• WHAT IS REQUIRED: Please convert the data below into a JSON list of strings, one string per line, leaving out any blank lines.

• PROVIDED DATA:
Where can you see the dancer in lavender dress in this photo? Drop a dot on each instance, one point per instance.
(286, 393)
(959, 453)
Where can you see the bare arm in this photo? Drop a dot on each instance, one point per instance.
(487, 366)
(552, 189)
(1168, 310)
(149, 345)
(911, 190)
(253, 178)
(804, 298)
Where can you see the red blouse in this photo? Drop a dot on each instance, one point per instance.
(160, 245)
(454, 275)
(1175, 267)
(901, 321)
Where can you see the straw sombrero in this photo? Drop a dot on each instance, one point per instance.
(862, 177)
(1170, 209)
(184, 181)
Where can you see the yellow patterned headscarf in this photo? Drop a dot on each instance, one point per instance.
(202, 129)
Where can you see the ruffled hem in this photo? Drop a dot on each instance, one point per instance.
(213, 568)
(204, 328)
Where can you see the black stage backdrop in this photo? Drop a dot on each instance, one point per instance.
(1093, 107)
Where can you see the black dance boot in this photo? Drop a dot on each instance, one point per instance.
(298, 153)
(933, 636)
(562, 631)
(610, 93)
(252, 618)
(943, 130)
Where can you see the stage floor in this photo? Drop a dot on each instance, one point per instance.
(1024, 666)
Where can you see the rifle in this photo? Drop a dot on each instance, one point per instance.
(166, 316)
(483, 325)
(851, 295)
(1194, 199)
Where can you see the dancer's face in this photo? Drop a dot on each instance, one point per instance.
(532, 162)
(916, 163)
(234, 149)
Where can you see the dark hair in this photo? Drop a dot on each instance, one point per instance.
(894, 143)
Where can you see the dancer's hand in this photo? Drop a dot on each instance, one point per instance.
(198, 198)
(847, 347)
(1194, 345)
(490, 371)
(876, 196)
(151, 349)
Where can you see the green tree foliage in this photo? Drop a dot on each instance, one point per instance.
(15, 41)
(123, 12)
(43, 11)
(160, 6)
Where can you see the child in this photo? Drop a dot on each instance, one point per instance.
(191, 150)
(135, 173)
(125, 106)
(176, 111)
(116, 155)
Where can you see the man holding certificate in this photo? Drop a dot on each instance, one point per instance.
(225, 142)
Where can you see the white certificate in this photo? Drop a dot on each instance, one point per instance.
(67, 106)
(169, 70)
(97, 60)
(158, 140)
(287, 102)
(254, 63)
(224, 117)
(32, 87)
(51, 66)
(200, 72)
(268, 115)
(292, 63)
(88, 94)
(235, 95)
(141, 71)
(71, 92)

• TASK SOLUTION:
[
  "Where can you see the dancer in lavender dress in this photo? Drop a dot on each instance, one point per instance.",
  "(286, 393)",
  "(959, 453)",
  "Where can you see the bare arm in this photo? Drop a dot on each instance, one point per instance.",
  "(487, 366)",
  "(552, 189)",
  "(1168, 310)",
  "(149, 345)",
  "(911, 190)",
  "(253, 178)",
  "(804, 298)",
  "Where can you see the red blouse in this photo? Drop a dot on each instance, one point per instance.",
  "(160, 245)",
  "(454, 275)",
  "(1175, 267)",
  "(901, 321)",
  "Where can you see the straw sombrero in this photo? Drop a dot on each instance, one point per instance.",
  "(862, 177)",
  "(1170, 209)",
  "(184, 181)",
  "Where can you see the yellow patterned headscarf in this photo? Drop a dot on each instance, one point per instance.",
  "(202, 129)",
  "Where can you see the ruffled hem in this photo? Drop a dot on each instance, one point per instance.",
  "(213, 568)",
  "(204, 328)",
  "Where can you see the black stage backdrop in this photo? Drop a dot on each instance, one point per instance.",
  "(1093, 107)",
  "Where can you see the black dance boot in this photo? Drop a dot on each instance, one point per instance.",
  "(298, 153)",
  "(933, 636)",
  "(562, 631)",
  "(610, 93)",
  "(252, 618)",
  "(943, 130)",
  "Where can you see the stage floor in this photo? Drop a dot on each instance, one point per instance.",
  "(1024, 666)",
  "Where can you see the rifle in this photo? Drop a dot on each instance, one point per instance.",
  "(166, 316)",
  "(483, 325)",
  "(851, 295)",
  "(1194, 199)",
  "Where can you see the dancer's face in this photo? Drop a dot on each instance, one point per instance.",
  "(532, 162)",
  "(916, 163)",
  "(234, 149)",
  "Where can you see the dark hair in this photo? Drop a dot on each instance, one point per instance.",
  "(894, 143)",
  "Where can you see the dancer's hand in this photo? Drop a dot on each instance, one point per instance.",
  "(198, 198)",
  "(847, 347)",
  "(1194, 345)",
  "(490, 371)",
  "(876, 196)",
  "(151, 349)",
  "Where can you see the green tree foliage in this photo? Drop a dot on each instance, one point per instance.",
  "(15, 41)",
  "(123, 12)",
  "(43, 11)",
  "(160, 6)",
  "Where can you see the child in this photo? Drop a dot on each instance, one point per instance.",
  "(191, 150)",
  "(135, 173)",
  "(125, 106)",
  "(176, 111)",
  "(116, 155)",
  "Where can you see the man holding certificate in this photo? Drop a dot on each instance, one point per instance.",
  "(225, 142)",
  "Where can you see the white certificate in this photo? Drop a dot on each instance, one point per instance.",
  "(67, 106)",
  "(169, 70)",
  "(97, 60)",
  "(158, 140)",
  "(287, 102)",
  "(254, 63)",
  "(224, 117)",
  "(32, 87)",
  "(51, 66)",
  "(200, 72)",
  "(268, 115)",
  "(292, 63)",
  "(88, 94)",
  "(235, 95)",
  "(141, 71)",
  "(71, 92)"
]